%%

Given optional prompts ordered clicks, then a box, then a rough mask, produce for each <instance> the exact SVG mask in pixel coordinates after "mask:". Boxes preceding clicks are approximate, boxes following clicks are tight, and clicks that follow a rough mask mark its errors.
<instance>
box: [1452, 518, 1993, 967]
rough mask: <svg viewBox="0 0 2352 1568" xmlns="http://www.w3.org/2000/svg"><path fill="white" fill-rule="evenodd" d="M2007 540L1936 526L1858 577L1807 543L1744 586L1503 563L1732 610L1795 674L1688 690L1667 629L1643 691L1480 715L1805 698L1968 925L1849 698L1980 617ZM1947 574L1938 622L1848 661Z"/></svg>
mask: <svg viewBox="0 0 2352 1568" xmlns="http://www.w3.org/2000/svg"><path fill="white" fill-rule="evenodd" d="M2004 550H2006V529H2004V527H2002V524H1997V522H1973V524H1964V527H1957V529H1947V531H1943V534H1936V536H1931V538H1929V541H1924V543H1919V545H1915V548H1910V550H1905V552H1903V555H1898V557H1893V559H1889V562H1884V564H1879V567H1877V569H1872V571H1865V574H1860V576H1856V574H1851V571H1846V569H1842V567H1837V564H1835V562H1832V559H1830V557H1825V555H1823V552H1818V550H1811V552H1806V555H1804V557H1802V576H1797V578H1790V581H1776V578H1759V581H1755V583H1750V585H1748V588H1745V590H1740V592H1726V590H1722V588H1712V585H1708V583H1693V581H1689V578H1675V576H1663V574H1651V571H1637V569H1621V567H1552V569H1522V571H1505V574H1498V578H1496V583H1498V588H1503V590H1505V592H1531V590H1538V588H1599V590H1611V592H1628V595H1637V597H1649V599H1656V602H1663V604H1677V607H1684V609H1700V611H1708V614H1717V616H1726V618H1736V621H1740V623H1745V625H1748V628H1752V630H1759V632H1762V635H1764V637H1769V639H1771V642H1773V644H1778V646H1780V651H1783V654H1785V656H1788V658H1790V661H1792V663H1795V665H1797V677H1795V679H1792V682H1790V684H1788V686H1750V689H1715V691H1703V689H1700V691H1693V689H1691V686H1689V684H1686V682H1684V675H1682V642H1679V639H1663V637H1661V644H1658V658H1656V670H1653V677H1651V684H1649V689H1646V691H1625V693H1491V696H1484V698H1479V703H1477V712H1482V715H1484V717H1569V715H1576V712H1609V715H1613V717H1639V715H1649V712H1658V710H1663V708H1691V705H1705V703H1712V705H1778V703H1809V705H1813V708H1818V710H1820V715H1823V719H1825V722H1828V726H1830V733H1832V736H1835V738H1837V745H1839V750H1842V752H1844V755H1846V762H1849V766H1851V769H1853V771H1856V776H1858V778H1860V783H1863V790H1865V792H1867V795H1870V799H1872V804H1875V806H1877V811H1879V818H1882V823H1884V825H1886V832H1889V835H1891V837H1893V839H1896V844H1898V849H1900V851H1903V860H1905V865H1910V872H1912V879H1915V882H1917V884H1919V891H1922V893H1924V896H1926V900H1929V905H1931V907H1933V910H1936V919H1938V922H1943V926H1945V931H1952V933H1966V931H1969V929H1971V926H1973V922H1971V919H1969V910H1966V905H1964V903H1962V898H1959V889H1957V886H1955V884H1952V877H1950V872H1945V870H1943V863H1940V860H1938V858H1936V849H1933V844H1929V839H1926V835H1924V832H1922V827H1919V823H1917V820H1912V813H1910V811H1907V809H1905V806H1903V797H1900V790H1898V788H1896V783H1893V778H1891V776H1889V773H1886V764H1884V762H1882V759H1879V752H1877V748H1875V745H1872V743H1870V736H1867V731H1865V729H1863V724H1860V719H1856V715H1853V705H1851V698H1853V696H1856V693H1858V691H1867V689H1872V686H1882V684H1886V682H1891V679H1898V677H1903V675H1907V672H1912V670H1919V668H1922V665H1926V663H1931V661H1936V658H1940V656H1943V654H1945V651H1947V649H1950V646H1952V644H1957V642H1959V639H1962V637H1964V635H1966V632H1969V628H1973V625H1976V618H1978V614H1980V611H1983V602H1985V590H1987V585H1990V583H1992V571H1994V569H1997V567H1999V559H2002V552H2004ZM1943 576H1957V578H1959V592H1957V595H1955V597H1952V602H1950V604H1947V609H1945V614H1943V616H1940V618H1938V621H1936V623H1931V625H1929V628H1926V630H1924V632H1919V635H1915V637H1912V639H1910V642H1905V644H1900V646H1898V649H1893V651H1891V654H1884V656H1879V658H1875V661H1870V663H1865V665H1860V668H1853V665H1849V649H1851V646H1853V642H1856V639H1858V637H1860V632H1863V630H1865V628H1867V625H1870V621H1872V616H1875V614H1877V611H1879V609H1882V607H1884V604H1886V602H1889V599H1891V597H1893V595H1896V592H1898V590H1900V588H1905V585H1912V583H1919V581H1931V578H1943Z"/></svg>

%%

# [DIRECTIONS FOR THIS TASK]
Please turn the data, from its first line through the line containing "box: [1452, 518, 1993, 967]", into a Markdown table with the columns Row and Line, numbering each line and leaving out any blank lines.

# [FINISHED TASK]
| Row | Line |
|---|---|
| 1 | Given optional prompts ordered clicks, then a box, then a rough mask, produce for each <instance> the exact SVG mask in pixel coordinates after "mask:". Boxes preceding clicks are approximate, boxes following clicks are tight, and clicks that follow a rough mask mark its errors. |
| 2 | <instance> |
| 3 | box: [1452, 518, 1993, 967] |